日米並行協議はやられっぱなしの譲歩の連続 -「やられたらやり返す、倍返しだ!」の気概の一かけらもなし― 13.08.23

 安倍首相は、民主党政権は外交力が拙いが、長年与党の自民党は外交能力があり、TPP交渉もうまくやると豪語していた。しかし、今の現実をみると全くの逆だとしか思えない。

<嘘宣伝は2月の日米共同声明から始める>
 既にブログで論じたので(「露呈した自民党の外交能力(13年3月12日))詳しくは触れないが、2月のやっと実現した訪米後のいかにも立派な成果をあげたという共同声明が皮切りである。朴槿惠大統領がアメリカに国賓として招かれて丁寧な対応をされたのに対して、1月訪米を断られ、やっと実現した訪米も昼食を挟んでたった1時間45分。日本側が懇請した内容の共同声明は、日米の解釈が違うのはいつものこと。オバマ版と安倍版があり、それぞれが都合よく国内向けのアピールをしている。その内容は、日本側がTPP交渉に参加する前に、日米二国間の懸案事項を譲りに譲らなければならないという、とんでもない屈辱的な内容だった。それにもかかわらず、日本の全五大紙が大成果と翼賛報道した。3月2日のロンドンエコノミストが誇大広告振りを正確に書いている。

データ一覧:
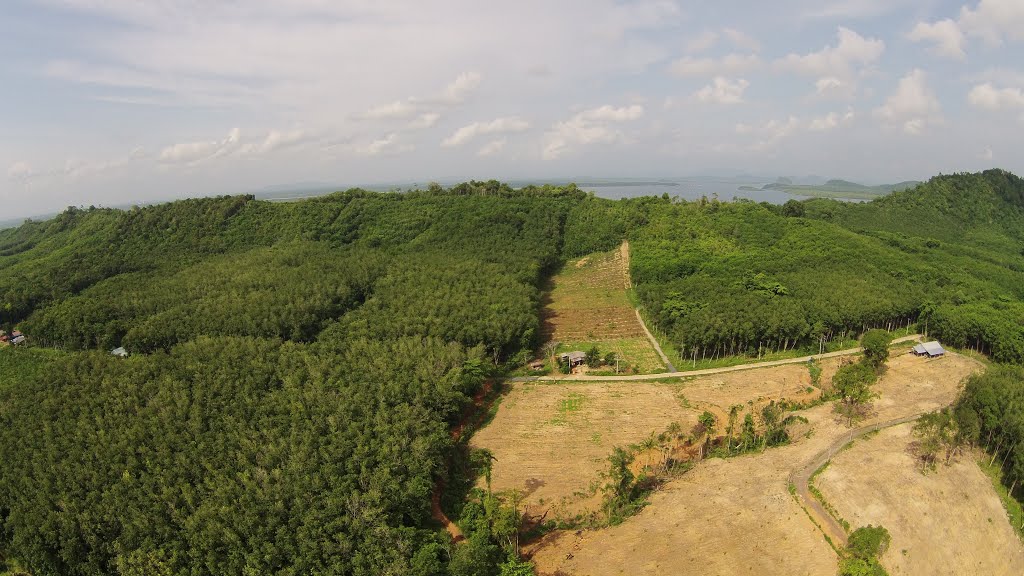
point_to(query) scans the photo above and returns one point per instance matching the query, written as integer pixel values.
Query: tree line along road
(702, 372)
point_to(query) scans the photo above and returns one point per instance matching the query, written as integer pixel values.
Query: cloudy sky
(115, 101)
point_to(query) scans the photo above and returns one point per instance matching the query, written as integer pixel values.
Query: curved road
(801, 478)
(704, 372)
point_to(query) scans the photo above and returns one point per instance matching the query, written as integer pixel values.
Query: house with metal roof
(573, 358)
(931, 350)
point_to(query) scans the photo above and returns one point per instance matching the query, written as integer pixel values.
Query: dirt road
(732, 516)
(801, 479)
(705, 372)
(629, 284)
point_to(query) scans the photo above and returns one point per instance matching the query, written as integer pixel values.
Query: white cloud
(945, 34)
(461, 87)
(722, 90)
(741, 40)
(392, 111)
(912, 106)
(768, 134)
(709, 38)
(701, 41)
(730, 65)
(854, 9)
(851, 53)
(274, 140)
(994, 21)
(988, 96)
(424, 108)
(499, 125)
(20, 171)
(192, 153)
(832, 86)
(830, 121)
(424, 121)
(388, 146)
(493, 148)
(589, 127)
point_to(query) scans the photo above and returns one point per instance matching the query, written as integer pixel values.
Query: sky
(122, 101)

課題概要:
本文中の「しかし、今の現実をみると全くの逆だとしか思えない。」という一文を英語に翻訳してください。

解答:
However, looking at the current reality, I can only think that it is the exact opposite.